**Enunciado da tarefa**
Copie sem alterações o trecho do texto fornecido abaixo que começa nas palavras "Acordam no Tribunal" e termina logo após as palavras "do demais peticionado.".

**Texto fornecido**
§
CONDOMÍNIO
INDEMNIZAÇÃO
Sumário

1. Dispõe o art. 1421º, nº2 d), do C.Civil que, nos edifícios sujeitos ao regime de propriedade horizontal, se presumem comuns as garagens e outros lugares de estacionamento.
2. Estabelecendo o respectivo título constitutivo serem comuns a todas as fracções do prédio a cave e a sub-cave, destinadas a estacionamento, com as diversas rampas e escada de acesso entre elas e à via pública, incluindo todo o espaço das entradas localizado no rés-do-chão, àquelas se estende a compropriedade do espaço destinado a estacionamento - (art. 1420º, nº1, C.Civil) - não sendo lícito à administração do condomínio, ou aos demais condóminos, impedir a locatária de uma das fracções de desse espaço igualmente usufruir.
(FA)

Texto Integral

Acordam no Tribunal da Relação de Lisboa:


1. Q…, SA, veio propor, contra o condomínio do prédio sito na Rua Francisco …, nºs …- …, em Lisboa, acção seguindo forma ordinária, distribuída à 1ª Vara Cível de Lisboa, pedindo a condenação do R. a reconhecer o direito da A. à utilização das garagens do aludido prédio e, bem assim, a pagar-lhe, pelos prejuízos decorrentes da privação do respectivo uso, indemnização no montante de Esc. 2.100.000$00, acrescido de Esc. 25.000$00 mensais, até reconhecimento daquele direito, e juros, desde a citação.
Contestou o R., impugnando o direito invocado pela A., bem como os alegados prejuízos - concluindo pela improcedência da acção.
Efectuado julgamento, foi proferida sentença, na qual se considerou a acção parcialmente procedente, condenando-se o R. a reconhecer o direito da A. à utilização do referido estacionamento e absolvendo-o do demais peticionado.
Inconformadas, vieram ambas as partes interpor recursos de apelação, cujas alegações terminaram com a formulação das seguintes conclusões:
A. Q…
- O uso da garagem pela recorrente, embora não resolvendo todos os seus problemas de estacionamento, permitia uma diminuição dos mesmos.
- Assim, a privação de uso a que vem sendo sujeita contribui para os prejuízos comprovados nos autos.
- Sendo tal privação ilegal, por violação dos direitos reconhecidos na acção, verificam-se os pressupostos da obrigação de indemnização consignados no art. 483º do CC.
- Devendo a recorrente ser ressarcida pelo valor do uso que lhe foi subtraído e estimado em € 77,89.
- De todo o modo, representando a privação de uso uma violação do conteúdo do direito de propriedade, tal como delimitado no art. 1305° do CC e exercido pela recorrente ao abrigo do contrato de locação, deve a lesão provocada ser entendida como um dano patrimonial autónomo.
§
**Dados fornecidos**
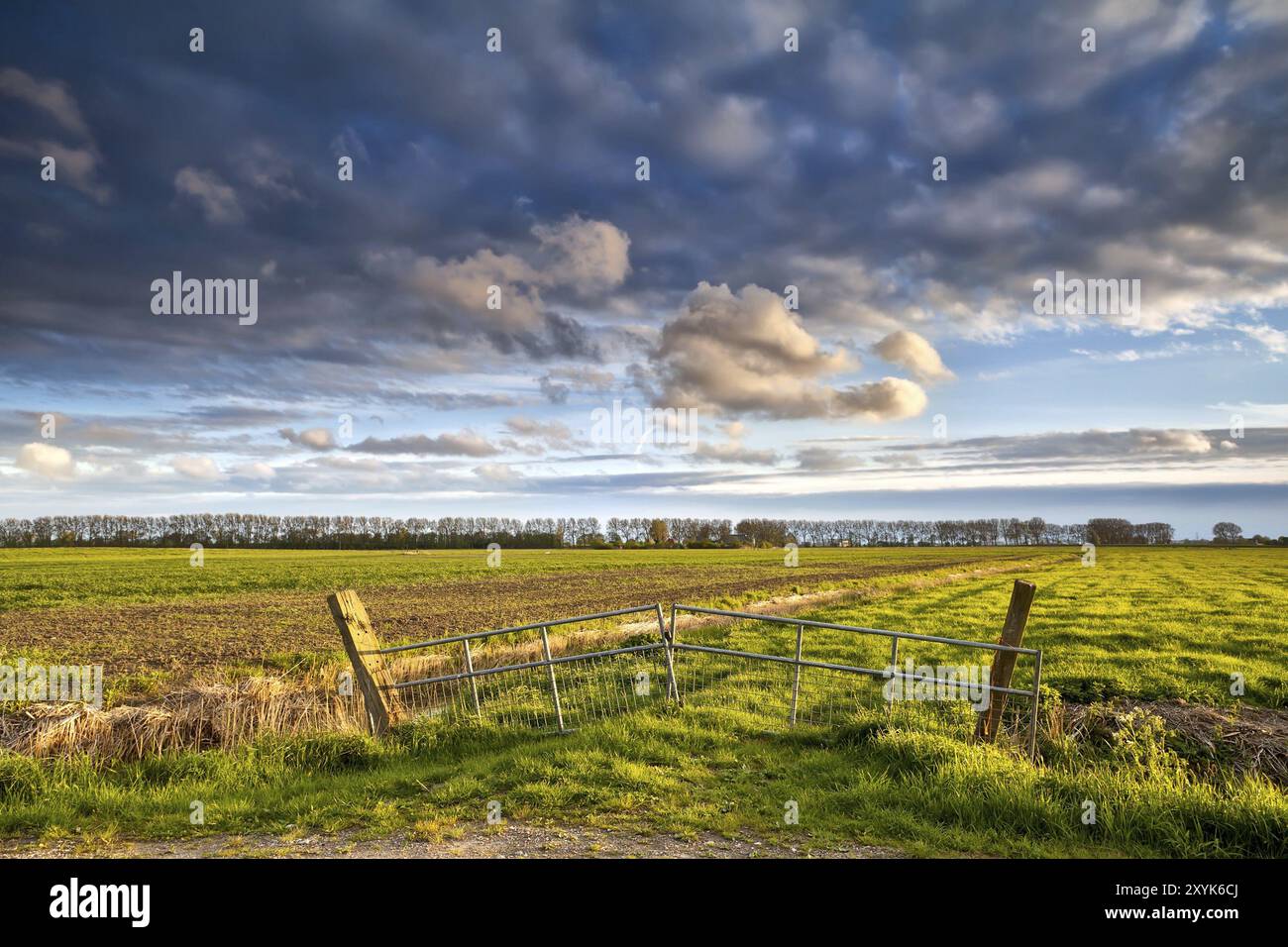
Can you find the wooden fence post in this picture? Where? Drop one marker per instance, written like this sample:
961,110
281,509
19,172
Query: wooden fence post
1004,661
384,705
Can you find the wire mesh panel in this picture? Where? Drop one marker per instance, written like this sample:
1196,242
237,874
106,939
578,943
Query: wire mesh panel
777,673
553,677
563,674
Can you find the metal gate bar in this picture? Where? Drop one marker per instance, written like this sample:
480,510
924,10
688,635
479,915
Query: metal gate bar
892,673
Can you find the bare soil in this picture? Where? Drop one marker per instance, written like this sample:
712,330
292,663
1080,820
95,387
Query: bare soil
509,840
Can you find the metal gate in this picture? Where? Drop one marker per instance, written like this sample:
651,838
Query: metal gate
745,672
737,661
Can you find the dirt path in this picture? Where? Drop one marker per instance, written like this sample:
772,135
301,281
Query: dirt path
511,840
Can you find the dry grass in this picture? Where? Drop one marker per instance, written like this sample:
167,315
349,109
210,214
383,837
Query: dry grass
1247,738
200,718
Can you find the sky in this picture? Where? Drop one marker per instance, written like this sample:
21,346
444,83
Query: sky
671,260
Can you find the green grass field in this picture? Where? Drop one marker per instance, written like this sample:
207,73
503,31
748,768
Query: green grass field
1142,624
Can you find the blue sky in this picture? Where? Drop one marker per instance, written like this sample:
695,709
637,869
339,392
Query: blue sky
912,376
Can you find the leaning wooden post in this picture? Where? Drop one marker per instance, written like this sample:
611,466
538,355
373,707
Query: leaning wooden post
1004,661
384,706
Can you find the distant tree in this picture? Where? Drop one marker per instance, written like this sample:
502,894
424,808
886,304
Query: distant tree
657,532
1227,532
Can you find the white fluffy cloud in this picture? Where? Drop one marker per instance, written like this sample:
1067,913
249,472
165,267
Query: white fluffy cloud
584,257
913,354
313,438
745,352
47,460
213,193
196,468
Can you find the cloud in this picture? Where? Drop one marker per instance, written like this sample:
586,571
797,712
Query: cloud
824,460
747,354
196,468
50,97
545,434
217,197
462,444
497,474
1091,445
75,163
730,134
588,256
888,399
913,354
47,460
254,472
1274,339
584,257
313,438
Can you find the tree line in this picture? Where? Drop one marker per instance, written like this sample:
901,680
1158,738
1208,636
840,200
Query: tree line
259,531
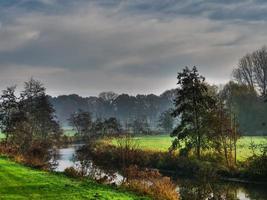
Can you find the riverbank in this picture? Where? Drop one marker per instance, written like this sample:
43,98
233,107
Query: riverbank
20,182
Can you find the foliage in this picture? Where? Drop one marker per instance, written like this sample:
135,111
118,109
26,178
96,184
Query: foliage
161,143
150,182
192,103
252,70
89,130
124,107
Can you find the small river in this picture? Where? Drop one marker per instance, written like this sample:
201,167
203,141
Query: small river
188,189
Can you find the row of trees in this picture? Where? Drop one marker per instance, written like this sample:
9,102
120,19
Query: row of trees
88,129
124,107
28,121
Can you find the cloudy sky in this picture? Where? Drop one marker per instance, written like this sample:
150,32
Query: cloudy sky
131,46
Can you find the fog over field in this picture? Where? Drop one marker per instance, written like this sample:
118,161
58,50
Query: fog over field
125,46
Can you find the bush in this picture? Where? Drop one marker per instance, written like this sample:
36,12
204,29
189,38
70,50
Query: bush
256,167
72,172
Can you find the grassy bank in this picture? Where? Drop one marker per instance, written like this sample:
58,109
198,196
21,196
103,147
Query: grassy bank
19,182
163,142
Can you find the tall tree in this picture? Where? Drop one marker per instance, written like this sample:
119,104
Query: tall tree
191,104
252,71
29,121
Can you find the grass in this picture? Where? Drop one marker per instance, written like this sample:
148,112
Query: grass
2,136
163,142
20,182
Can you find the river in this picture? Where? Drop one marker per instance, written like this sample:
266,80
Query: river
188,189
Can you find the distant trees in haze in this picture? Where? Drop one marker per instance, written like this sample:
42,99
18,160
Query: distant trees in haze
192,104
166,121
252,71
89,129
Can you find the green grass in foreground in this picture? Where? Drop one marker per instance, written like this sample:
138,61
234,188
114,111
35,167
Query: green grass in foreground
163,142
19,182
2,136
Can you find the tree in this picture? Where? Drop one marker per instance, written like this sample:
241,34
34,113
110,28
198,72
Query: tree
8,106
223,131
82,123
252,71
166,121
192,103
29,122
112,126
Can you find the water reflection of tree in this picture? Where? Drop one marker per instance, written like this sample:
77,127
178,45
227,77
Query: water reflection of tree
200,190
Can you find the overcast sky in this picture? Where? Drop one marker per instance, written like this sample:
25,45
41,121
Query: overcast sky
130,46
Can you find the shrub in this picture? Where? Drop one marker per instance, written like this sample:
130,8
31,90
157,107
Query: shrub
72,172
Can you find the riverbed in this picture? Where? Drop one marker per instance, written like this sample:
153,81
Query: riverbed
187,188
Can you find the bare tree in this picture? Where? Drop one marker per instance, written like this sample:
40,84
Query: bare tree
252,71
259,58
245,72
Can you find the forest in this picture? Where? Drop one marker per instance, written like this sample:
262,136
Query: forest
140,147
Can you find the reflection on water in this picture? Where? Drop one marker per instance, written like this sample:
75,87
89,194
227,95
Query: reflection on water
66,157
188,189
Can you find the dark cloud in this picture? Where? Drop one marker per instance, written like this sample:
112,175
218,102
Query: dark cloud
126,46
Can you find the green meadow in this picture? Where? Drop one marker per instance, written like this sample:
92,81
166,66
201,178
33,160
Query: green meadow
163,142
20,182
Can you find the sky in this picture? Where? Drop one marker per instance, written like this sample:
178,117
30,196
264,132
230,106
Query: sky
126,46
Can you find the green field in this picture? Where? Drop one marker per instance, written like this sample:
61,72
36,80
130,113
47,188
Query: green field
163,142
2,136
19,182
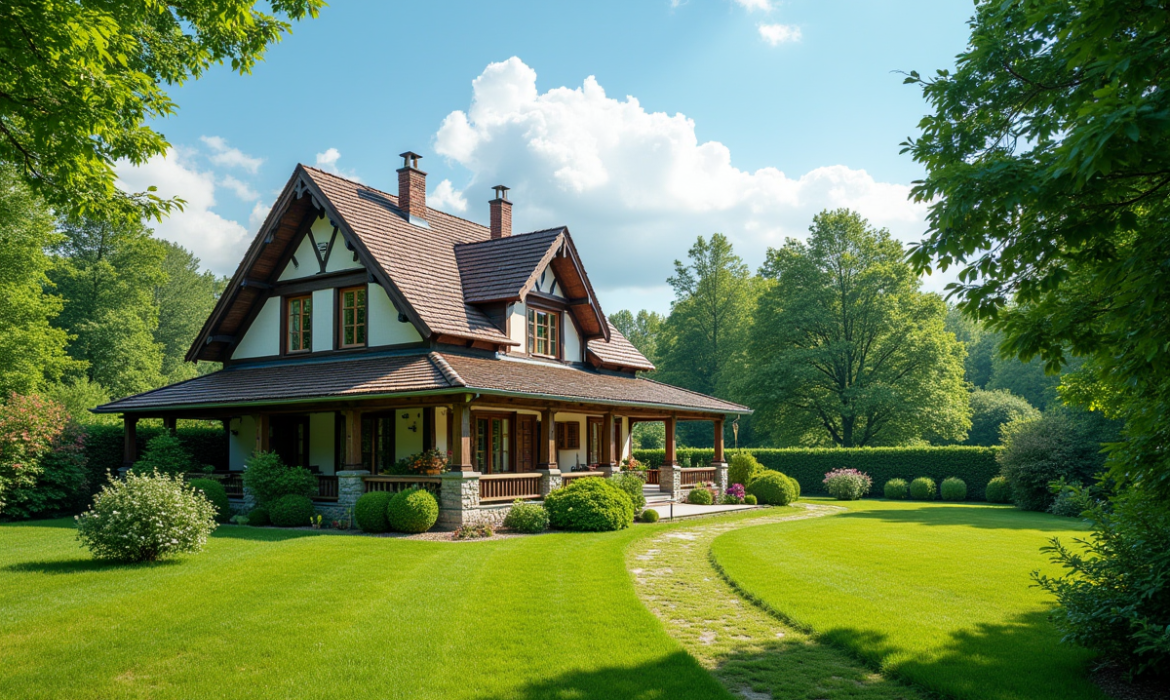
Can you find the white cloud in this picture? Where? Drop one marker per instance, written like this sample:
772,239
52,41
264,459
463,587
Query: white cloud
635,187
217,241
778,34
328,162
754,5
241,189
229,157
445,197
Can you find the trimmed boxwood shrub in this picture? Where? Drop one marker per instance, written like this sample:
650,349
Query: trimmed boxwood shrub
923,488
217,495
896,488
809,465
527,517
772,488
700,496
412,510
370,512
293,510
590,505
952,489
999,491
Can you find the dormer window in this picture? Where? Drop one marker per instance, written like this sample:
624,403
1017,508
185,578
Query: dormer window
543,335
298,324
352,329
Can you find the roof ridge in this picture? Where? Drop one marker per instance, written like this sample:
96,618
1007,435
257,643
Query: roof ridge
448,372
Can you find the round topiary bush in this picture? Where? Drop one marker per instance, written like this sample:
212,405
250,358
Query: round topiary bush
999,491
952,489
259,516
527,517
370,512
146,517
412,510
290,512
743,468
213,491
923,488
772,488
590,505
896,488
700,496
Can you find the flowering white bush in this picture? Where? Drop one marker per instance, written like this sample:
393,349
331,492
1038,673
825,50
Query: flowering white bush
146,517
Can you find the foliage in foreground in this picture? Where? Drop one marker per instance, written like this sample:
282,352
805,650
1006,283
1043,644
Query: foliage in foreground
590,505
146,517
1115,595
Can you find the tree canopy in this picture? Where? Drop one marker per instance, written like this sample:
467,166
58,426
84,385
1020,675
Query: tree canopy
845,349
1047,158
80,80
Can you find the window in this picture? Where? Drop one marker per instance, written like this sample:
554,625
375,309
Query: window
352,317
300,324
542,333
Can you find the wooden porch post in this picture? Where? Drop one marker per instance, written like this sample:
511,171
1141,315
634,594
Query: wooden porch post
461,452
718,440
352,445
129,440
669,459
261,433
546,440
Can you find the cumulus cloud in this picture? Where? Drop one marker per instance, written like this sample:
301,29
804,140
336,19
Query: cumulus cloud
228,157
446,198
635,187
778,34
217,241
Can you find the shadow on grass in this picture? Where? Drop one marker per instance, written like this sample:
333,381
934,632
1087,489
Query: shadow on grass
§
**Resposta completa**
Acordam no Tribunal da Relação de Lisboa:


1. Q…, SA, veio propor, contra o condomínio do prédio sito na Rua Francisco …, nºs …- …, em Lisboa, acção seguindo forma ordinária, distribuída à 1ª Vara Cível de Lisboa, pedindo a condenação do R. a reconhecer o direito da A. à utilização das garagens do aludido prédio e, bem assim, a pagar-lhe, pelos prejuízos decorrentes da privação do respectivo uso, indemnização no montante de Esc. 2.100.000$00, acrescido de Esc. 25.000$00 mensais, até reconhecimento daquele direito, e juros, desde a citação.
Contestou o R., impugnando o direito invocado pela A., bem como os alegados prejuízos - concluindo pela improcedência da acção.
Efectuado julgamento, foi proferida sentença, na qual se considerou a acção parcialmente procedente, condenando-se o R. a reconhecer o direito da A. à utilização do referido estacionamento e absolvendo-o do demais peticionado.